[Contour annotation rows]
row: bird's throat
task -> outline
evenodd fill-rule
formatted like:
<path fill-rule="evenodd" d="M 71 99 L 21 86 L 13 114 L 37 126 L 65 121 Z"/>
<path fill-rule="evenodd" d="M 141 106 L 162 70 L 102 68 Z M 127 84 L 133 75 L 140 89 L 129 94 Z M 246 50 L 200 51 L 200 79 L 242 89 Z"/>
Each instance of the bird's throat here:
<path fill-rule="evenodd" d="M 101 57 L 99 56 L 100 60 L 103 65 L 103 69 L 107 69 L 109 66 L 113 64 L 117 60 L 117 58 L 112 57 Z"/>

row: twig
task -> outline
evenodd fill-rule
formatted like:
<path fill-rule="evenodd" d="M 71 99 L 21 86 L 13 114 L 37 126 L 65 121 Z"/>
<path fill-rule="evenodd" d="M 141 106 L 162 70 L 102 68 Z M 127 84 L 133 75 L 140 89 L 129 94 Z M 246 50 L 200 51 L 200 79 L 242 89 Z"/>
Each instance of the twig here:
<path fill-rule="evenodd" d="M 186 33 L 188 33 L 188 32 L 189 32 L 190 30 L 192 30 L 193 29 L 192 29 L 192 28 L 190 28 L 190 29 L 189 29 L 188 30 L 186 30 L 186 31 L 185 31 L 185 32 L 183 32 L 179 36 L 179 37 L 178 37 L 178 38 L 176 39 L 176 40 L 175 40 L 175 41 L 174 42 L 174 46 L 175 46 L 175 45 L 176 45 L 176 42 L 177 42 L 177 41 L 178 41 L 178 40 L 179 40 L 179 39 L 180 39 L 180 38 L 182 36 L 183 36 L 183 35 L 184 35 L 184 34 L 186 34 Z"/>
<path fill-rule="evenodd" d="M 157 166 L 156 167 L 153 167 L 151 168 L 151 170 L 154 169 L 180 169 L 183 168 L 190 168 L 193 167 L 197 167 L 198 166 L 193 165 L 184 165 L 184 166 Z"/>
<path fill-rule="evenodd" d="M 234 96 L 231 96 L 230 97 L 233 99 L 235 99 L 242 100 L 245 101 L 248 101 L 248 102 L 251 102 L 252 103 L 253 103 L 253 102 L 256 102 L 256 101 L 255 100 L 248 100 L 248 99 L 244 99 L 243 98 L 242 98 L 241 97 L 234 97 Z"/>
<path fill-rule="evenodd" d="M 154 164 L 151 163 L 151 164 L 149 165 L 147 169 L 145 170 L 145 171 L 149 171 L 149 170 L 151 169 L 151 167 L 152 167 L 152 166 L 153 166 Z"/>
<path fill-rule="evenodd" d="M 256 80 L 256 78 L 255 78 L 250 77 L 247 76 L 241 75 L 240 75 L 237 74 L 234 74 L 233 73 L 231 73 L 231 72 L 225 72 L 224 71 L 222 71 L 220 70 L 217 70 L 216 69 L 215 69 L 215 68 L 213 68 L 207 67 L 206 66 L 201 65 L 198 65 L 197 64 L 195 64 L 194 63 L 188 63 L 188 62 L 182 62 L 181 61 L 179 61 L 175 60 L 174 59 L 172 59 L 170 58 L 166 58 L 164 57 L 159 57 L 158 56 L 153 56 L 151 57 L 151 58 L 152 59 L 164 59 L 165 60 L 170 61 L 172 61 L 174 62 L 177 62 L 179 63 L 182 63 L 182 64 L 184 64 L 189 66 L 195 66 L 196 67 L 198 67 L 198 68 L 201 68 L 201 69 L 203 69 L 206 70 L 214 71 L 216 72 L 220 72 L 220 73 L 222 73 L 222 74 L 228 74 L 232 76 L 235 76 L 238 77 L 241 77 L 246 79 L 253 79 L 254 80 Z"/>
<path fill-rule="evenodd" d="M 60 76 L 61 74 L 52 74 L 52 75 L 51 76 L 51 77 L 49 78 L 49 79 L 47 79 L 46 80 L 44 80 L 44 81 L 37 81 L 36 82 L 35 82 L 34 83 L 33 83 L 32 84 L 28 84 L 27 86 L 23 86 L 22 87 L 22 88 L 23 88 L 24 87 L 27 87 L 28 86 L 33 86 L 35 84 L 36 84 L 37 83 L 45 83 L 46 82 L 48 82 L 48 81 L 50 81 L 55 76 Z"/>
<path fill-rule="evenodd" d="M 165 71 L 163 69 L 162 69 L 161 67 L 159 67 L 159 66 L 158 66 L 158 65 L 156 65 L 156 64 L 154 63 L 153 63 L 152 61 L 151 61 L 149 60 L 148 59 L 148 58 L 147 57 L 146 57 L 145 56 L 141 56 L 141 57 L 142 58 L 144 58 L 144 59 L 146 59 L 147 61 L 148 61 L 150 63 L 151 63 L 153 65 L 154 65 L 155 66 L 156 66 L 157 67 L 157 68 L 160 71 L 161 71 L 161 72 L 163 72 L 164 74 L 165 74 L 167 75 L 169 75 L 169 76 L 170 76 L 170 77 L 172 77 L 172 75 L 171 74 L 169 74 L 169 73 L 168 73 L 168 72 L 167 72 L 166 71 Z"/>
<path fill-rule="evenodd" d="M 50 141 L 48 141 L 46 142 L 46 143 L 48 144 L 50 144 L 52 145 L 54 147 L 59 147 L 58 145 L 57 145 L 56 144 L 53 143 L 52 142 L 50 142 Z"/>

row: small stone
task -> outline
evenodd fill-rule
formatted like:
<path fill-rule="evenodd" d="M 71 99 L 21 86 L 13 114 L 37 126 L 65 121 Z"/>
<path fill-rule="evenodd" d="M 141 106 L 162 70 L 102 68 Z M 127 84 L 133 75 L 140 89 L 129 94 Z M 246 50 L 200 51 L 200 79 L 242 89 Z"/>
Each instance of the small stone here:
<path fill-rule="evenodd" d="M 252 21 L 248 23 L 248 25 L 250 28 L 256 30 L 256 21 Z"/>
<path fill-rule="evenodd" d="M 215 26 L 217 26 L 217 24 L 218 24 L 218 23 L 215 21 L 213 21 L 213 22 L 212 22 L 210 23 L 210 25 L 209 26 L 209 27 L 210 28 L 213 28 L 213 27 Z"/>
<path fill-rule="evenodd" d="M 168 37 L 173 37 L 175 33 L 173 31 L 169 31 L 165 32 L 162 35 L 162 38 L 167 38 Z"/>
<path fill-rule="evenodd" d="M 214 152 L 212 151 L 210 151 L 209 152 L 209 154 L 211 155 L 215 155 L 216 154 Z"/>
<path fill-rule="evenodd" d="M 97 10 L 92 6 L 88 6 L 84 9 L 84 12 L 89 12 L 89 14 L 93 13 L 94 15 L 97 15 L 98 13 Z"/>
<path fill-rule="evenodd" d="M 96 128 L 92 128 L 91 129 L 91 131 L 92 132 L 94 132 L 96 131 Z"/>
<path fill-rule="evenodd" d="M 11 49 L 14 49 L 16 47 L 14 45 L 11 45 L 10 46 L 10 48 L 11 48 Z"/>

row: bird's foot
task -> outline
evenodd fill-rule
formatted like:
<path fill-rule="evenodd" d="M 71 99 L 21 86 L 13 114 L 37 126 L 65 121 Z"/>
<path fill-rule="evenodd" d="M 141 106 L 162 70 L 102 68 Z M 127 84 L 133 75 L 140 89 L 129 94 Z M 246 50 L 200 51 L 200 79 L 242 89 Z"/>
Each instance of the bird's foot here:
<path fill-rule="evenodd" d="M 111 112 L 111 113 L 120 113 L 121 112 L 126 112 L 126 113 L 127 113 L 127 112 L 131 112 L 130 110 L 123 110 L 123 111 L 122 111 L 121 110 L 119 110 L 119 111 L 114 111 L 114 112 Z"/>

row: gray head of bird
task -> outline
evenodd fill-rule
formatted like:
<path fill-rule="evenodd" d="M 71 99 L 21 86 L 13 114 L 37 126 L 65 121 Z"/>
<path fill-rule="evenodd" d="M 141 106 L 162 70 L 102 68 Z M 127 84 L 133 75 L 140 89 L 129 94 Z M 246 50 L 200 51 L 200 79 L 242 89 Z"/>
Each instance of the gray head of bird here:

- **Directions**
Rename "small stone" to "pebble" in the lines from the line with "row: small stone" through the line with "215 26 L 217". Return only those lines, with everything else left unchanged.

- **The output**
row: pebble
task -> outline
evenodd fill-rule
formatted like:
<path fill-rule="evenodd" d="M 71 99 L 21 86 L 13 114 L 37 126 L 65 121 Z"/>
<path fill-rule="evenodd" d="M 141 106 L 162 70 L 102 68 Z M 127 84 L 133 75 L 140 89 L 129 94 Z M 246 50 L 200 51 L 200 79 L 242 89 Z"/>
Each instance of the pebble here:
<path fill-rule="evenodd" d="M 252 21 L 248 23 L 248 25 L 250 28 L 256 30 L 256 21 Z"/>
<path fill-rule="evenodd" d="M 215 26 L 217 26 L 217 24 L 218 24 L 218 23 L 215 21 L 213 21 L 213 22 L 212 22 L 210 23 L 210 25 L 209 26 L 209 27 L 210 28 L 213 28 L 213 27 Z"/>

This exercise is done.